» WORK TO BE COMPLETED:
Line by line, reproduce the records exactly.

» INFORMATION GIVEN:
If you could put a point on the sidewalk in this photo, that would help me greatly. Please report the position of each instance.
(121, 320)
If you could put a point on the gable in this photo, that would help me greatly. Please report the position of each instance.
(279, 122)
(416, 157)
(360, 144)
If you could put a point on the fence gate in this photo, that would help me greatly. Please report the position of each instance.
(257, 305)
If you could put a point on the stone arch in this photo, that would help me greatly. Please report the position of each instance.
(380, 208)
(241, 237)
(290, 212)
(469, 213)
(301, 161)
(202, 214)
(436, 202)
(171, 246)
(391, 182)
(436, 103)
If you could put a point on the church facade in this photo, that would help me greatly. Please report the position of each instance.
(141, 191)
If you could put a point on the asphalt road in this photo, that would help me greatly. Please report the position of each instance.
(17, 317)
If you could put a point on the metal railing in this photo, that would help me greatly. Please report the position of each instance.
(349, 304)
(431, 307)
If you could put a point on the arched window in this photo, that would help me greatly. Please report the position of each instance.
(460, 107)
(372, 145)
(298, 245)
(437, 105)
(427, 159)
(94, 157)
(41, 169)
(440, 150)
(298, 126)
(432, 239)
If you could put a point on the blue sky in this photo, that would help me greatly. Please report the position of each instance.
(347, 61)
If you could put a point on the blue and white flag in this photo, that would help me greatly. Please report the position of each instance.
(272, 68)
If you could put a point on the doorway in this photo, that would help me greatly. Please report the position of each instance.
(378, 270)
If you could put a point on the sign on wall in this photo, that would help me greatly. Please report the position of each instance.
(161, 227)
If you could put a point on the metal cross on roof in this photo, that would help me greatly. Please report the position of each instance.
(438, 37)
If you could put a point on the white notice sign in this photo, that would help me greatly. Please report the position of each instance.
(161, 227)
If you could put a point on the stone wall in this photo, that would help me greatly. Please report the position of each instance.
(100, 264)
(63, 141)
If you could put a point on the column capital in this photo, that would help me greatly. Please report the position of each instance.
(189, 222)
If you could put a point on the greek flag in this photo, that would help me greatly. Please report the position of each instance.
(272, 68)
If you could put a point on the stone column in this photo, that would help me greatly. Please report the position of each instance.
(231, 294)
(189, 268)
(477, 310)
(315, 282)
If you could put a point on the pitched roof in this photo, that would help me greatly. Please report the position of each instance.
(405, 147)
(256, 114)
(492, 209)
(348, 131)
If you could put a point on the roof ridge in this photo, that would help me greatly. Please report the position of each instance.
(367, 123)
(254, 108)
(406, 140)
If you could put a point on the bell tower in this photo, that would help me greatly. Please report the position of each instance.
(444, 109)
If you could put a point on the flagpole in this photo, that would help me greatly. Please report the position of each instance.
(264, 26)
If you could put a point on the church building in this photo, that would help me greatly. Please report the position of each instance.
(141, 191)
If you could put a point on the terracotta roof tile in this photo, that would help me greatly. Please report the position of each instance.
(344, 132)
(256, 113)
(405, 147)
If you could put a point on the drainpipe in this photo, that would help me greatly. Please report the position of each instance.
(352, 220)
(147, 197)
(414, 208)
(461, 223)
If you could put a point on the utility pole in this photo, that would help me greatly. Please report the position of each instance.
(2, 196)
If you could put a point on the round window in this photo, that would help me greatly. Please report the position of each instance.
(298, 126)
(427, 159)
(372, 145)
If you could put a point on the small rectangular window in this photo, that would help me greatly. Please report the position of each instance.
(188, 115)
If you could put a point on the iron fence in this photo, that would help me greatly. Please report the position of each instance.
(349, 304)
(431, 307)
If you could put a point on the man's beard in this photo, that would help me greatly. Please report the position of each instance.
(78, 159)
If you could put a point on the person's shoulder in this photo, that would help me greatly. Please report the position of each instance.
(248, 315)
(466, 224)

» YOUR RESPONSE:
If you could put a point on the sidewalk in this photo, that would help me greatly. Please report the position of each instance.
(121, 320)
If you could put a point on the gable in this photo, that would help me greatly. Please report the position of each instance.
(279, 122)
(416, 157)
(360, 144)
If you could put a point on the fence gate in this photo, that would help me greatly. Please report the position of each instance.
(257, 305)
If you could put a point on the stone arch in this photo, that would help me greatly. Please report the position of each instance.
(380, 208)
(241, 237)
(290, 212)
(469, 213)
(301, 161)
(202, 214)
(436, 202)
(171, 246)
(391, 182)
(436, 103)
If you could put a point on the church facade in this photo, that would help me greatly. Please report the position of each instance.
(141, 191)
If you could put a point on the asphalt road in this photo, that would help me greatly. Please report the position of each instance.
(17, 317)
If you could put a point on the metal railing in this photo, that would help me greatly. Please report the position of each instance.
(349, 304)
(431, 307)
If you could put a point on the arched window in this photo, that would help me greatly. Please report the position of each instance.
(460, 107)
(372, 145)
(298, 245)
(437, 105)
(427, 159)
(94, 157)
(41, 169)
(440, 150)
(298, 126)
(432, 239)
If you could put a point on the blue sky in this photo, that would help me greatly. Please report the position of each instance.
(347, 61)
If you could put a point on the blue and white flag in this photo, that would help me greatly. Please report the position of each instance.
(272, 68)
If you could put a point on the doorway in this photo, that would help me greatly. Please report the position of each instance.
(378, 270)
If you could put a point on the sign on wall in this photo, that would help me greatly. Please report the position of each instance.
(161, 227)
If you could put a point on the metal cross on roof in this photo, that would help me greatly. Please report the position of each instance.
(438, 37)
If you could put a point on the white notice sign in this photo, that would help me greatly. Please report the position of each instance.
(161, 227)
If you could put a point on the stone wall in this photo, that would help me greatly. Please report the position of each instance.
(100, 264)
(63, 141)
If you could put a point on the column capital in this photo, that would help me greatly. Please report the position of each instance.
(189, 222)
If you could put a point on the greek flag in this photo, that would help me greatly. Please report the position of each instance.
(272, 68)
If you could put a point on the stone column in this photo, that would help me greatly. Please report the position of each instance.
(231, 294)
(189, 268)
(477, 310)
(315, 282)
If you could put a point on the pitched roof in this photo, that would help me greatly. Please report the position of each instance.
(405, 147)
(256, 114)
(492, 209)
(348, 131)
If you could put a point on the roof ridge in this photo, that would help me greatly. Please report the position of each instance.
(367, 123)
(254, 108)
(406, 140)
If you could put a point on the bell tower in this photo, that would help me greatly. Please report the position of each instance.
(444, 109)
If you could put a point on the flagpole in this photo, that would help me greatly. Please report the position of each instance.
(264, 26)
If you could put a point on the church building in this photo, that would help me greatly. Please report the position of each instance.
(141, 191)
If you could put a point on the terracotta roof tile in this photo, that would help me greatly. Please report the position of each instance.
(344, 132)
(256, 113)
(405, 147)
If you could put a point on the drainpipe in this photo, that would help me greatly. Please report the position of each instance.
(352, 220)
(147, 197)
(414, 208)
(461, 223)
If you could put a point on the utility pole in this photo, that would help me greatly. Please report the position of each instance.
(2, 196)
If you could put a point on the round window in this photo, that would help me greatly. Please report the position of each instance.
(298, 126)
(427, 159)
(372, 145)
If you could put a point on the small rectangular window in this photo, that would help me greatly. Please report the position of each instance.
(188, 115)
If you could put a point on the iron fence in this photo, that would help me greatly. Please report the position of each instance.
(349, 304)
(431, 307)
If you could put a point on the man's beard in this photo, that would help me greatly. Please report the position of each instance.
(78, 159)
If you could put a point on the person's shoulder in this photo, that would help me greatly. Please report the position of each instance.
(248, 315)
(466, 224)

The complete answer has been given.